# Text block
Louis was surrounded by servants and nurses, and had not been brought up entirely by the queen; but losing a mother, as common an experience as it may have been during the twelfth century, would have a traumatic effect on any two-year-old. This loss was compounded only months later when his father left Paris to go on crusade to the Holy Land, not to return for nearly two years. Louis was left in the care of his grandmother Adela, the queen mother, and her brother William the archbishop of Reims. Philip, no doubt aware of the dangers of battle and disease he would face, drew up his testament: if he were to die, the regents and the citizens of Paris were to guard his treasury and keep it safe for his son until he was of age to govern the realm, with the help and by the grace of God.

After travelling to Sicily in September and spending the winter months there, Philip arrived in the Holy Land in April 1191 and was shortly joined by Richard the Lionheart, now king of England after the death of Henry II in 1189. Together – or in competition with each other, depending on how you look at it – they laid siege to the city of Acre, the major port in the Holy Land and therefore of pivotal importance to the crusade. Richard had been delayed on his way by illness, and now Philip succumbed to the same disease, which was to change both his life and Louis’s. Called
arnoldia
by contemporaries, it was an early form of sweating sickness, causing fever, chills and the loss of hair and nails; it also seems to have caused nervous disorders. Philip’s body swelled, his lips became sore, the unruly hair for which he was famed fell out in clumps and his skin began to peel off in strips; he was afflicted by a paranoia which was to be lifelong. But as he lay sweating on his camp bed in the heat of the Holy Land, perhaps fearing for his life, he can have had little idea that his young son was also hovering near death in Paris. For Louis, approaching his fourth birthday, had developed a life-threatening bout of dysentery, a common cause of infant mortality.

# Excerpted data
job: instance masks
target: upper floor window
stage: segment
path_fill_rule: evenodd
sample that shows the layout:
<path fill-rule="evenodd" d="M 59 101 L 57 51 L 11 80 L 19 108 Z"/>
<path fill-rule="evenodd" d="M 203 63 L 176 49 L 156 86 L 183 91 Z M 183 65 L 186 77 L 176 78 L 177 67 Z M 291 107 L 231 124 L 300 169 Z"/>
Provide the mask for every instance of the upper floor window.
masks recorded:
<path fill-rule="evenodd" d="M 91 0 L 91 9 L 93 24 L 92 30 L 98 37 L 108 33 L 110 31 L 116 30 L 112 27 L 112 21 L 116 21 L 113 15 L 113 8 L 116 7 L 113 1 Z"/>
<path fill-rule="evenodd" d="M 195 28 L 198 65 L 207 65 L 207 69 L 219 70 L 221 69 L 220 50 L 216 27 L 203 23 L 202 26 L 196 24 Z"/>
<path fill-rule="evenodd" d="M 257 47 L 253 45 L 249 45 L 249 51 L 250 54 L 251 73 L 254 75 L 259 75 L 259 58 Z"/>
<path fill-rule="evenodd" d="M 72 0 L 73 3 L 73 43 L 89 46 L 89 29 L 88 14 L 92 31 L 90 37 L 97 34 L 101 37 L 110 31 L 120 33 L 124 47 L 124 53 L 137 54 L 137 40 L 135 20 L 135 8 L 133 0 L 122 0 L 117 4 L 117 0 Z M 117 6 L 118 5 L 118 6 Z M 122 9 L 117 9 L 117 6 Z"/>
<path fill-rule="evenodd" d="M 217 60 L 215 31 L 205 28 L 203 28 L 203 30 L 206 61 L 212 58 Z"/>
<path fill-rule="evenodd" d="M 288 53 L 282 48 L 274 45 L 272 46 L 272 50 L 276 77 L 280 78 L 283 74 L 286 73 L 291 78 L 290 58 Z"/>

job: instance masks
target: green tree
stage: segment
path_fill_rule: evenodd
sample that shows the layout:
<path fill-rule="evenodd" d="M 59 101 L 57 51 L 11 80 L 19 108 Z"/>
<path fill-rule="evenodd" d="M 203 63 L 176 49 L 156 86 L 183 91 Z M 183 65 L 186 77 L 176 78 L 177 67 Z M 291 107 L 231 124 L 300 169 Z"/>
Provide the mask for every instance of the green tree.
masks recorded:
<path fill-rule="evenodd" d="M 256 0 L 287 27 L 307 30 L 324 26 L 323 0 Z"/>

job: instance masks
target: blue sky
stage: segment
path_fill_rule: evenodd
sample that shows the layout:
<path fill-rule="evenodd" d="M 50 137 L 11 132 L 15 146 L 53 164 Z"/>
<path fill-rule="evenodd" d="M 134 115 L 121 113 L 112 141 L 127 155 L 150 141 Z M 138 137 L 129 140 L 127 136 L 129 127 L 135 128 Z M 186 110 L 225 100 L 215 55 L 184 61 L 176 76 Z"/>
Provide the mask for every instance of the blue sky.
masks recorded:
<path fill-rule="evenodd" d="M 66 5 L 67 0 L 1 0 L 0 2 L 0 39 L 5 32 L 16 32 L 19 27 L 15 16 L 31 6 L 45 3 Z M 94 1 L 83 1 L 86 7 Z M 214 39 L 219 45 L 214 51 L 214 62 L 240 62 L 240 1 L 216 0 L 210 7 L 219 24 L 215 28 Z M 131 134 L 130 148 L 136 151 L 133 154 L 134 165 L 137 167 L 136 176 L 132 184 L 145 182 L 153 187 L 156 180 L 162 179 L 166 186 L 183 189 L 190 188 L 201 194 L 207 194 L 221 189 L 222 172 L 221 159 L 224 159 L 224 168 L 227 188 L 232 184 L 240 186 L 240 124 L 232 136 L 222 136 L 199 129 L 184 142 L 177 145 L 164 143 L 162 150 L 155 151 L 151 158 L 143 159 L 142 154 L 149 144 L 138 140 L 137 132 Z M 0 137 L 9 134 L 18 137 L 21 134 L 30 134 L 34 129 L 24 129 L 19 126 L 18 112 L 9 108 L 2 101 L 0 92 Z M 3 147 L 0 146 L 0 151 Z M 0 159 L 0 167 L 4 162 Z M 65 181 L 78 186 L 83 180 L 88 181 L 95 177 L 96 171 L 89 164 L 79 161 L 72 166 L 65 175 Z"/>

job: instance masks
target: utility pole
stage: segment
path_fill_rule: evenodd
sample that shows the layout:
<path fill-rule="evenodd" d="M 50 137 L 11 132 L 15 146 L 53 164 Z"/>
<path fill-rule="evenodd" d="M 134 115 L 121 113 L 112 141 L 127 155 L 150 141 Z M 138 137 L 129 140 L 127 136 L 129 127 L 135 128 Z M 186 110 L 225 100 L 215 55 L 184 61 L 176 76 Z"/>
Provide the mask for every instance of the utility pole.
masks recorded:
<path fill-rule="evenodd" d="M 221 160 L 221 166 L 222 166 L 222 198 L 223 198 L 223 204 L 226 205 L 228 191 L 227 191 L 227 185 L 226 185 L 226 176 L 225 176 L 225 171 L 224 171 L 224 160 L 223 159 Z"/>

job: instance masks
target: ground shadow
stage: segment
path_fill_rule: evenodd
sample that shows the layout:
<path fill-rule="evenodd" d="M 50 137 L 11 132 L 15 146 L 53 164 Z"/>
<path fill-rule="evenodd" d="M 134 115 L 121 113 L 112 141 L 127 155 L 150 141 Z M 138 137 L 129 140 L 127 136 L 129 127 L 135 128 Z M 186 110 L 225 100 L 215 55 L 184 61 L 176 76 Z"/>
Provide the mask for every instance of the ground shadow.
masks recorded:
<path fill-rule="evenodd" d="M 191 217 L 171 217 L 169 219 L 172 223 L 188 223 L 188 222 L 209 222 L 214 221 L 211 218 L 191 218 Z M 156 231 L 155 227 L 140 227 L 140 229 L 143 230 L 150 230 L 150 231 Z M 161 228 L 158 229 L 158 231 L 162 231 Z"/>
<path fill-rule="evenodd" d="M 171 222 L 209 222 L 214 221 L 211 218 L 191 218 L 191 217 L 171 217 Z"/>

# What this task involves
In the passage about Louis and Philip's crusade, whom was Louis left in the care of when his father departed for the Holy Land?

# Response box
His grandmother Adela, the queen mother, and her brother William, the archbishop of Reims.